# start of Entries

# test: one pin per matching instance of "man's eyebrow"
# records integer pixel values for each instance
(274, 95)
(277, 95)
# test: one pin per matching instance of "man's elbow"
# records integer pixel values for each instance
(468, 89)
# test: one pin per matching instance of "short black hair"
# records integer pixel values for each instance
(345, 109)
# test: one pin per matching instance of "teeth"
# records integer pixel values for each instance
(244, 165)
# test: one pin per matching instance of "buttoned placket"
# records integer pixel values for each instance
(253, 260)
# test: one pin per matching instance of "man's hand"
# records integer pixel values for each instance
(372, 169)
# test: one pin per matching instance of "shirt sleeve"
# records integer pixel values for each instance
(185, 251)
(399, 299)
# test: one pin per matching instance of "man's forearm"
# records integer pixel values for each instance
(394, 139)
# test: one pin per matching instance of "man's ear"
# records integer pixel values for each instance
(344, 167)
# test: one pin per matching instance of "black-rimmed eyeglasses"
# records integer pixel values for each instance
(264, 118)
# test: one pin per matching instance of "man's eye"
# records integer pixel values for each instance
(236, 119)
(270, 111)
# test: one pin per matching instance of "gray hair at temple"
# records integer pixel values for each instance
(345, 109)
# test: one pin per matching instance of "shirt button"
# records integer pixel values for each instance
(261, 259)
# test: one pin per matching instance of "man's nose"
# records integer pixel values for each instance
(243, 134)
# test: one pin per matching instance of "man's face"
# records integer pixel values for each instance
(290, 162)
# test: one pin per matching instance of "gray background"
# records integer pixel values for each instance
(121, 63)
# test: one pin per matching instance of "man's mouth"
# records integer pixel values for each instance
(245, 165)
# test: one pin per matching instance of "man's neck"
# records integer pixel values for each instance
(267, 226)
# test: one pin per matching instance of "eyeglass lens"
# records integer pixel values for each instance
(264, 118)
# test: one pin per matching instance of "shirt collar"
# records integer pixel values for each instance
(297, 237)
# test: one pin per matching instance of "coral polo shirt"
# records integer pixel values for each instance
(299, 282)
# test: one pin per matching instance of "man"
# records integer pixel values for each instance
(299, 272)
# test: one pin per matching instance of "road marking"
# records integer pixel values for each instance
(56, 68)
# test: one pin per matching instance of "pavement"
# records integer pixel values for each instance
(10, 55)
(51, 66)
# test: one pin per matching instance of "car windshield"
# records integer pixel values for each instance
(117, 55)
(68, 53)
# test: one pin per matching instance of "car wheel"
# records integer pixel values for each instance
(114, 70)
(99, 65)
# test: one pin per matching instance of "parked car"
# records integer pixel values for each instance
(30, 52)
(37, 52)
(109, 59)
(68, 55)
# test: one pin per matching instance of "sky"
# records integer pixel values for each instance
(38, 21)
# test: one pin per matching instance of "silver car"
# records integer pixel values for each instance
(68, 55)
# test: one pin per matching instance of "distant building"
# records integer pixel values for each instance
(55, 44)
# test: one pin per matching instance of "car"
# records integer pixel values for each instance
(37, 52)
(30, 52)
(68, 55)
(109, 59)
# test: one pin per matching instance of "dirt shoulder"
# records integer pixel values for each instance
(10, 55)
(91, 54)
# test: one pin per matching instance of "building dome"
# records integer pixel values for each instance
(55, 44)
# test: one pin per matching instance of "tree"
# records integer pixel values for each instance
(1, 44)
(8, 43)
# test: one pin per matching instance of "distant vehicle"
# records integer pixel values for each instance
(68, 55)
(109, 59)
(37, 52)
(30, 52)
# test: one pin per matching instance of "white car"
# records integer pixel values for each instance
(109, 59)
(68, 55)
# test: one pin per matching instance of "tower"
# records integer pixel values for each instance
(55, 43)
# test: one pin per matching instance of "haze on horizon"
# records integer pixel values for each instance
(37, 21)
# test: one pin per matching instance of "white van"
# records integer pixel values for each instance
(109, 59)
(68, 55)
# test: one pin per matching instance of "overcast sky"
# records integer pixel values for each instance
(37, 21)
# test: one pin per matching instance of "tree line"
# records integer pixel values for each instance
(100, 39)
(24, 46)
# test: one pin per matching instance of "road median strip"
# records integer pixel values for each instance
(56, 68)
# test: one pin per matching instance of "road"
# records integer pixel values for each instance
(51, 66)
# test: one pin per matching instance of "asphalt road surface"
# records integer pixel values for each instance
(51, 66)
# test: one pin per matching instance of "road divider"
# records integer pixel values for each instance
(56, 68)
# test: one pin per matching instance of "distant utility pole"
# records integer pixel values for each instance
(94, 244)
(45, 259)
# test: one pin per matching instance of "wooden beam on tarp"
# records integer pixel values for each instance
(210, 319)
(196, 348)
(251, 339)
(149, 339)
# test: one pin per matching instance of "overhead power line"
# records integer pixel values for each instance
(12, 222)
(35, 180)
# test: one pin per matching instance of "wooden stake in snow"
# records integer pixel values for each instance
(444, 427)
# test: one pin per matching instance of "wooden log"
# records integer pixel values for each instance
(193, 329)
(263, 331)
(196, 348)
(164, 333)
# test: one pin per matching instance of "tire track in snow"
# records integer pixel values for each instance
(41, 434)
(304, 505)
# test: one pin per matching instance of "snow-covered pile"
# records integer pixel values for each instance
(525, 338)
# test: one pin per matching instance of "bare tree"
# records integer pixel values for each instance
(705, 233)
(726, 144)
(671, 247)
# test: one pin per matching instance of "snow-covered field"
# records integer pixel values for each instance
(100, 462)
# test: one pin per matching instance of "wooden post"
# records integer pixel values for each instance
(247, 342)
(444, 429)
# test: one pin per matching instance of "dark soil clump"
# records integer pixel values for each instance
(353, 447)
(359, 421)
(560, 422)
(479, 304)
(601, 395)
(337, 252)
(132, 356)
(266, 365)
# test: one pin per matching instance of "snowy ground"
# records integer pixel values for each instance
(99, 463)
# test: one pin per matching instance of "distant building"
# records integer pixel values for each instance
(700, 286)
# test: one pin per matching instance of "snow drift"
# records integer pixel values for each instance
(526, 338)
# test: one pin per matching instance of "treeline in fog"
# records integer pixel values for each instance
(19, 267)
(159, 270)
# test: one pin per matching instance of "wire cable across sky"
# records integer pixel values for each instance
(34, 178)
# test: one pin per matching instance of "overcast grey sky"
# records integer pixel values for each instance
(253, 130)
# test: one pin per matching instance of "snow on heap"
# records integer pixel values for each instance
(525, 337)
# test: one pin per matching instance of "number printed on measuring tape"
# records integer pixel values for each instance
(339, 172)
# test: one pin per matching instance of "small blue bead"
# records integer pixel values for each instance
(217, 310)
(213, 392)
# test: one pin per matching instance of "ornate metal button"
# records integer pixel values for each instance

# end of Entries

Copy all the records above precisely.

# test: one pin per matching instance of "man's eyebrow"
# records integer pixel values for each instance
(274, 95)
(277, 95)
# test: one pin per matching instance of "man's elbow"
# records integer pixel values for each instance
(468, 89)
# test: one pin per matching instance of "short black hair"
# records integer pixel values for each instance
(345, 109)
# test: one pin per matching instance of "teeth"
# records integer pixel values for each instance
(244, 165)
# test: one pin per matching instance of "buttoned placket"
# records integer pixel values for each instance
(253, 260)
# test: one pin per matching instance of "man's hand"
# records integer pixel values for each instance
(372, 169)
# test: one pin per matching instance of "shirt sleeve"
# records integer pixel values for each instance
(185, 251)
(399, 299)
# test: one pin per matching instance of "man's forearm"
# records integer pixel values for each instance
(394, 139)
# test: one pin per matching instance of "man's ear"
# records integer pixel values for each instance
(344, 167)
# test: one pin per matching instance of "black-rimmed eyeglasses"
# records integer pixel values for each instance
(264, 118)
# test: one pin per matching instance of "man's eye"
# records integer pixel values for each instance
(236, 119)
(270, 111)
# test: one pin per matching instance of "gray hair at temple"
# records integer pixel values for each instance
(345, 109)
# test: one pin per matching instance of "shirt button"
# records integer pixel values for each instance
(261, 259)
# test: one pin per matching instance of "man's nose"
# records integer pixel values for each instance
(243, 134)
# test: one pin per matching instance of "man's face"
# records integer pixel values for each instance
(290, 162)
# test: one pin per matching instance of "gray background"
# records integer pixel values for each instance
(121, 63)
# test: one pin per matching instance of "man's mouth"
# records integer pixel values for each instance
(245, 165)
# test: one pin per matching instance of "man's neck"
# records integer pixel values for each instance
(267, 226)
# test: one pin per matching instance of "eyeglass lens"
# records integer pixel values for each instance
(264, 118)
# test: one pin per matching instance of "shirt collar"
# records integer pixel values for each instance
(297, 237)
# test: one pin per matching instance of "coral polo shirt"
# records integer pixel values for each instance
(299, 282)
# test: one pin per matching instance of "man"
# records integer pixel values for each instance
(299, 272)
# test: one pin per matching instance of "road marking"
# records integer pixel values for each instance
(56, 68)
# test: one pin per matching instance of "pavement"
# records integer pixel values for each instance
(10, 55)
(51, 66)
# test: one pin per matching instance of "car windshield"
# records integer pixel values for each instance
(117, 55)
(68, 53)
# test: one pin per matching instance of "car wheel"
# records integer pixel values for each instance
(114, 70)
(99, 65)
# test: one pin per matching instance of "parked car"
# records integer pixel values for each instance
(30, 52)
(37, 52)
(109, 59)
(68, 55)
# test: one pin per matching instance of "sky"
# records integer pixel values for each instance
(38, 21)
# test: one pin per matching instance of "silver car"
# records integer pixel values for each instance
(68, 55)
# test: one pin per matching instance of "distant building"
# records integer pixel values for each instance
(55, 44)
# test: one pin per matching instance of "car"
# records integer pixel values for each instance
(37, 52)
(30, 52)
(68, 55)
(109, 59)
# test: one pin per matching instance of "dirt shoulder"
# records integer pixel values for each instance
(10, 55)
(91, 54)
# test: one pin per matching instance of "building dome"
# records integer pixel values for each instance
(55, 44)
# test: one pin per matching instance of "tree"
# records integer pixel values for each instance
(1, 44)
(8, 43)
# test: one pin per matching instance of "distant vehicle"
# records integer pixel values for each instance
(68, 55)
(109, 59)
(37, 52)
(30, 52)
# test: one pin per matching instance of "white car"
# records integer pixel values for each instance
(109, 59)
(68, 55)
# test: one pin per matching instance of "tower"
# records integer pixel values for each instance
(55, 43)
# test: one pin per matching instance of "haze on horizon"
# records integer pixel values for each instance
(37, 21)
# test: one pin per matching instance of "white van"
# records integer pixel values for each instance
(109, 59)
(68, 55)
# test: one pin per matching instance of "overcast sky"
# records integer pixel values for each instance
(37, 21)
# test: one pin per matching instance of "tree line"
# records integer pixel values for each instance
(100, 39)
(24, 46)
# test: one pin per matching instance of "road median strip"
# records integer pixel values for each instance
(56, 68)
# test: one pin per matching instance of "road"
# records integer pixel values for each instance
(51, 66)
# test: one pin per matching instance of "asphalt road surface"
# records integer pixel values for each instance
(51, 66)
# test: one pin per matching instance of "road divider"
# records integer pixel values for each instance
(56, 68)
# test: one pin per matching instance of "distant utility pole"
# records integer pixel values for each instance
(94, 244)
(45, 259)
# test: one pin per matching instance of "wooden beam on tarp"
# records integer pixel values for each instance
(210, 319)
(196, 348)
(251, 339)
(149, 339)
# test: one pin per matching instance of "overhead power line"
# records integer pixel values for each instance
(12, 222)
(35, 180)
# test: one pin per matching instance of "wooden stake in snow"
# records integer pixel values for each instance
(444, 427)
# test: one pin per matching instance of "wooden log"
# records integer pixel values for each instance
(193, 329)
(263, 331)
(196, 348)
(164, 333)
# test: one pin per matching instance of "tire track in snow"
# records integer pixel values for each instance
(41, 434)
(304, 505)
# test: one pin per matching instance of "snow-covered pile"
# records integer pixel values for each instance
(525, 338)
# test: one pin per matching instance of "bare tree"
# records integer pixel values for each instance
(705, 233)
(726, 144)
(671, 247)
# test: one pin per matching instance of "snow-covered field"
# records integer pixel values for each instance
(100, 462)
# test: one pin per matching instance of "wooden post"
# records integer pixel values for each instance
(247, 342)
(444, 429)
# test: one pin per matching instance of "dark soil clump"
# records integer pixel values for each instance
(353, 447)
(359, 421)
(560, 422)
(479, 304)
(601, 395)
(337, 252)
(132, 356)
(266, 365)
# test: one pin per matching instance of "snowy ground"
# records integer pixel values for each instance
(99, 463)
# test: one pin per matching instance of "distant building"
# records integer pixel values for each instance
(700, 286)
# test: one pin per matching instance of "snow drift"
# records integer pixel values for each instance
(526, 338)
# test: one pin per matching instance of "treeline in fog"
# records integer pixel values for each instance
(19, 267)
(159, 270)
# test: one pin per matching instance of "wire cable across sky"
# records integer pixel values for each instance
(34, 178)
# test: one pin per matching instance of "overcast grey sky"
# records integer pixel values for each instance
(253, 130)
# test: one pin per matching instance of "snow on heap"
# records integer pixel values for each instance
(525, 337)
# test: one pin per matching instance of "number printed on measuring tape"
# records integer pixel values for each instance
(339, 172)
# test: one pin per matching instance of "small blue bead"
# records integer pixel values for each instance
(217, 310)
(213, 392)
# test: one pin per matching instance of "ornate metal button"
# records integer pixel values for each instance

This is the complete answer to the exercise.